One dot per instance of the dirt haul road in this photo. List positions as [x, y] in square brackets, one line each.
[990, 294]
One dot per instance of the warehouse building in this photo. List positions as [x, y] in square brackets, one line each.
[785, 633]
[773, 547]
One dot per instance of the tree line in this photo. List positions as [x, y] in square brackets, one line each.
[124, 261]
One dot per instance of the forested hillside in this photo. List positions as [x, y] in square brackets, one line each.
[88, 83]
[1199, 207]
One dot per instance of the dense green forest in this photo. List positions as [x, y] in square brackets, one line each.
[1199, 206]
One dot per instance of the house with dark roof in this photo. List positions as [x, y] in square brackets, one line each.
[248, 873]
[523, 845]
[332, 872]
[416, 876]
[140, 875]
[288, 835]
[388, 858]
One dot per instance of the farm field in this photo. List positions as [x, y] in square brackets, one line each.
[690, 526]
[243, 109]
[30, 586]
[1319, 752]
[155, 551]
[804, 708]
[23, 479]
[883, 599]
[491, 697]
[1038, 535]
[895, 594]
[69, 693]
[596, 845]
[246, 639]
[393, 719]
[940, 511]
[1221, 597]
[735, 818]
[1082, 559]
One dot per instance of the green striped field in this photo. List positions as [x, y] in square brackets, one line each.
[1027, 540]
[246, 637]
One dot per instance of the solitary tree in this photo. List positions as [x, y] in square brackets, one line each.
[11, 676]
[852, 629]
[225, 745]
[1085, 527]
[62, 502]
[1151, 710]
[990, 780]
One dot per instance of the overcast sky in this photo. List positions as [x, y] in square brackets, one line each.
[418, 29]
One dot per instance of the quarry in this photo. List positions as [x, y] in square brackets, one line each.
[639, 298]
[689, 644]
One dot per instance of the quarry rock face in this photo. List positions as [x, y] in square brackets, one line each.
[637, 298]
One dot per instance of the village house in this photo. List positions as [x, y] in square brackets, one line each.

Required task — Starting at the line that contains "One dot per instance of the solitary" and ending at the last line of the listing, write out only those lines again with the x and y coordinates in the answers multiplied by 0.45 and rounded to whole numbers, halves rounded up. Keep every other line in that stretch as it is.

The solution —
One dot per instance of the solitary tree in this photo. List positions as [x, y] in square brackets, one line each.
[5, 304]
[383, 283]
[101, 335]
[488, 237]
[28, 226]
[518, 320]
[446, 351]
One dot per instance of the overcast sky in this photo. List positions as [x, y] in square brackets, one line each.
[188, 13]
One dot per instance of the quarry in this photo. List positions as [x, y] in square brackets, one line each.
[288, 134]
[310, 290]
One dot per instance of the quarry rock face in this photo. List positions as [x, y] in square brackets, one line each.
[287, 134]
One dot per instance of the village house in this photo. List positions as [x, y] in square brackets, one line each.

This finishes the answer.